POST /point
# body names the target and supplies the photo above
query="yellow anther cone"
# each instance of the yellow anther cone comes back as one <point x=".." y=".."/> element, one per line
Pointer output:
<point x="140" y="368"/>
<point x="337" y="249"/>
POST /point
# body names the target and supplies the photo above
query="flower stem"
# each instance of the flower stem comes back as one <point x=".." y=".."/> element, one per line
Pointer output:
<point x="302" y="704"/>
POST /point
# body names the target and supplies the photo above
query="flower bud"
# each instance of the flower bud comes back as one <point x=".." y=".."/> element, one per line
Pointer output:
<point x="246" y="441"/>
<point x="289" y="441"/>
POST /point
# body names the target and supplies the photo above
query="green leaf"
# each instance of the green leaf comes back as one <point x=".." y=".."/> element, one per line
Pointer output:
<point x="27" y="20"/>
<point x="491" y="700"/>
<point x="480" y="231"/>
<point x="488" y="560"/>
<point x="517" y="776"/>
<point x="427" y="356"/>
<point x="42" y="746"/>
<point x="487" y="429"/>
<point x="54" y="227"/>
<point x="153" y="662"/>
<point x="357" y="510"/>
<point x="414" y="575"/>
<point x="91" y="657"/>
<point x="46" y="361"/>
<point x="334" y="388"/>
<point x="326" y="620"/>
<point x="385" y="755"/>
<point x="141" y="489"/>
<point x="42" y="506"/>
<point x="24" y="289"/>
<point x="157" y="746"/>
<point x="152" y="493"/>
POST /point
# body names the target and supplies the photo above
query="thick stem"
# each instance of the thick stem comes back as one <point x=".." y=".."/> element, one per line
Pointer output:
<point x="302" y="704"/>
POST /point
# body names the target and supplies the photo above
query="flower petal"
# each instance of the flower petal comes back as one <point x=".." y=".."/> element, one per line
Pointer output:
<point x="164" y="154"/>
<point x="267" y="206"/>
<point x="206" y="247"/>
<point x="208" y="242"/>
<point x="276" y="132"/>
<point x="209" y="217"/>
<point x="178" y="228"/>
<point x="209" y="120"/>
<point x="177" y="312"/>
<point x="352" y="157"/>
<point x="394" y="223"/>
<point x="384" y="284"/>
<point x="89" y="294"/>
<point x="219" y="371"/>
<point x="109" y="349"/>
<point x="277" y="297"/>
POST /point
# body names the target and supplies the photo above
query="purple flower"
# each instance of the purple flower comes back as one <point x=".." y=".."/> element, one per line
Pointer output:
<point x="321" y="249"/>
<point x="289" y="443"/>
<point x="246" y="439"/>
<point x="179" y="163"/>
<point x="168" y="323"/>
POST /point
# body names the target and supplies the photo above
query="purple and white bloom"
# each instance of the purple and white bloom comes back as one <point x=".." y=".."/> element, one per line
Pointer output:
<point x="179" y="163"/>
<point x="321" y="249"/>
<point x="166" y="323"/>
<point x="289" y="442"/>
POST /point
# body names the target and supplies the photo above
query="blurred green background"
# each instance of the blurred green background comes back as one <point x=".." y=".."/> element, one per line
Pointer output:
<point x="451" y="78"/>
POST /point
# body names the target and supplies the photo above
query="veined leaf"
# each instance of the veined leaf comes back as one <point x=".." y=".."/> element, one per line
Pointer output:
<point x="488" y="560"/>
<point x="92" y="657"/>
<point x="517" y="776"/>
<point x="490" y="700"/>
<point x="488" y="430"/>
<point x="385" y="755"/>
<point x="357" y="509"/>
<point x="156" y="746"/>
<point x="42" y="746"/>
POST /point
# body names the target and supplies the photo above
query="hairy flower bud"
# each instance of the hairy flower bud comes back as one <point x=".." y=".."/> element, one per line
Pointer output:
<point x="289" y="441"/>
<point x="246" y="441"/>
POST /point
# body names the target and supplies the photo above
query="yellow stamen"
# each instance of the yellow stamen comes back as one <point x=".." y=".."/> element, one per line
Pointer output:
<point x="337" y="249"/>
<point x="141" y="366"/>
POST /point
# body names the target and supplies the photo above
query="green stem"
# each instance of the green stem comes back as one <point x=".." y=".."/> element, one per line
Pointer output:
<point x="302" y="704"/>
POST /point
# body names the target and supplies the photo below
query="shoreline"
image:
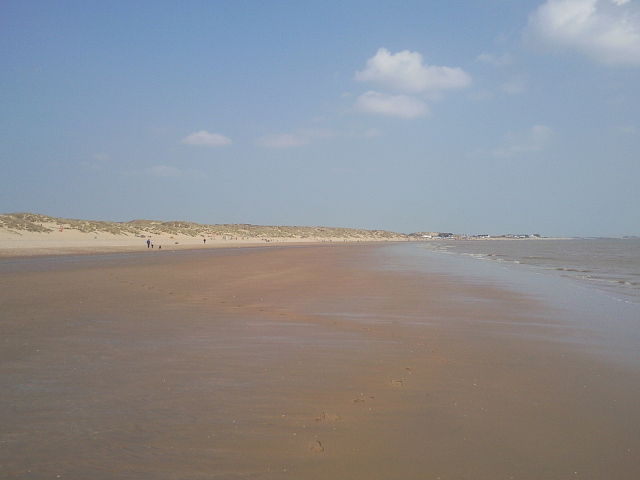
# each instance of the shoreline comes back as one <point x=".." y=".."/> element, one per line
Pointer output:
<point x="299" y="363"/>
<point x="87" y="248"/>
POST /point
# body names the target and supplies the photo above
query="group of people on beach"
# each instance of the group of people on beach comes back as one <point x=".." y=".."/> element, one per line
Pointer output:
<point x="150" y="244"/>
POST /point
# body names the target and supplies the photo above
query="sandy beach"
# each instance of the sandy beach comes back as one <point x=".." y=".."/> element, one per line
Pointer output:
<point x="302" y="362"/>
************
Each line of the material must be retyped exactly, except that images are omitted.

*CORRECT ANSWER*.
POST /point
# body names the target and supplies the photo above
query="yellow anther cone"
# each instance of the yellow anther cone comes back as one <point x=".." y=".."/> element, one per line
Pointer output:
<point x="140" y="368"/>
<point x="337" y="249"/>
POST /point
# body names the target and supplies the photo above
query="flower stem"
# each instance of the flower stem comes back as one <point x=".." y=".."/> element, one per line
Pointer output:
<point x="302" y="704"/>
POST /point
# body names the target and supplies the photo above
query="flower bud"
# each instance of the flower bud comes back as one <point x=".." y=".."/> element, one per line
Pointer output:
<point x="246" y="441"/>
<point x="289" y="441"/>
POST /point
# body names the target and supplies the photo above
query="green leaf"
# each instance of the green leaf comes back as one <point x=".." y=".."/> element, one per line
Pointer output:
<point x="27" y="20"/>
<point x="491" y="700"/>
<point x="480" y="231"/>
<point x="488" y="560"/>
<point x="517" y="776"/>
<point x="427" y="356"/>
<point x="42" y="746"/>
<point x="487" y="429"/>
<point x="54" y="227"/>
<point x="153" y="662"/>
<point x="357" y="510"/>
<point x="414" y="575"/>
<point x="91" y="657"/>
<point x="46" y="361"/>
<point x="334" y="388"/>
<point x="326" y="620"/>
<point x="385" y="755"/>
<point x="141" y="489"/>
<point x="42" y="506"/>
<point x="24" y="289"/>
<point x="157" y="746"/>
<point x="152" y="493"/>
POST /point
# body names the target and supplies the photo above
query="thick stem"
# each instance of the thick stem comes back as one <point x=".." y=".."/> element, one per line
Pointer output:
<point x="302" y="704"/>
POST /point
# body names the target and supplies the photo above
query="flower petal"
# each instance of the flower petal comes back as one <point x=".." y=".."/> element, one per line
Pointer output:
<point x="164" y="154"/>
<point x="267" y="206"/>
<point x="206" y="247"/>
<point x="208" y="242"/>
<point x="276" y="132"/>
<point x="209" y="217"/>
<point x="178" y="228"/>
<point x="209" y="120"/>
<point x="177" y="312"/>
<point x="352" y="157"/>
<point x="394" y="223"/>
<point x="384" y="284"/>
<point x="89" y="294"/>
<point x="219" y="371"/>
<point x="109" y="349"/>
<point x="277" y="297"/>
POST /point
# body names the target and supplies the photo above
query="purple flower"
# each instance of the purple flower comes back as one <point x=".." y=".."/> element, one per line
Pointer output:
<point x="321" y="249"/>
<point x="289" y="443"/>
<point x="246" y="439"/>
<point x="179" y="163"/>
<point x="168" y="323"/>
POST /point
# body names the target and supplies the photo above
query="purple and white bloom"
# each instance of the purple and white bloom comes back as one <point x=".." y=".."/> element, one per line
Pointer output:
<point x="179" y="163"/>
<point x="321" y="249"/>
<point x="166" y="323"/>
<point x="289" y="442"/>
POST /point
# body names the target and supplies the photo above
query="blurred green background"
# each instance of the blurred green background comes back as one <point x=".." y=".."/> element, one per line
Pointer output:
<point x="451" y="78"/>
POST /point
# body names the target and supplies the photo above
query="veined leaf"
# each instance of the veined leaf comes back as one <point x=".." y=".."/> element, one per line
Pointer output:
<point x="488" y="560"/>
<point x="92" y="657"/>
<point x="517" y="776"/>
<point x="490" y="700"/>
<point x="488" y="430"/>
<point x="385" y="755"/>
<point x="357" y="509"/>
<point x="156" y="746"/>
<point x="42" y="746"/>
POST /point
# body names the target and supplies the photo above
query="hairy flower bud"
# each instance of the hairy flower bud comes back as one <point x=".." y=".."/> element, one per line
Pointer output:
<point x="289" y="441"/>
<point x="246" y="441"/>
POST /point
# body names the target and supplies the photo above
query="yellow stamen"
# each instance of the yellow stamen comes back as one <point x=".." y=".."/> element, one per line
Pointer output:
<point x="337" y="249"/>
<point x="141" y="366"/>
POST /point
# body names the target and supplies the photo above
query="green stem"
# each instance of the green stem comes back as one <point x=".." y=".."/> element, one per line
Pointer output:
<point x="302" y="704"/>
POST /point
# body names the target and supplies the photo below
query="shoreline"
image:
# each instance of the shoreline comes back as one <point x=".." y=".."/> element, one per line
Pointer output:
<point x="299" y="363"/>
<point x="87" y="248"/>
POST /point
# body names the target and supplies the photo above
query="group of people on beach"
# each instance of the group of people on beach comes back as one <point x=".." y=".."/> element, one per line
Pointer output:
<point x="150" y="244"/>
POST /point
# body names the target and supplies the photo above
query="sandy beach"
# each instance of the sandy beach comes back as one <point x=".." y=".."/> element, one per line
Pointer output:
<point x="302" y="362"/>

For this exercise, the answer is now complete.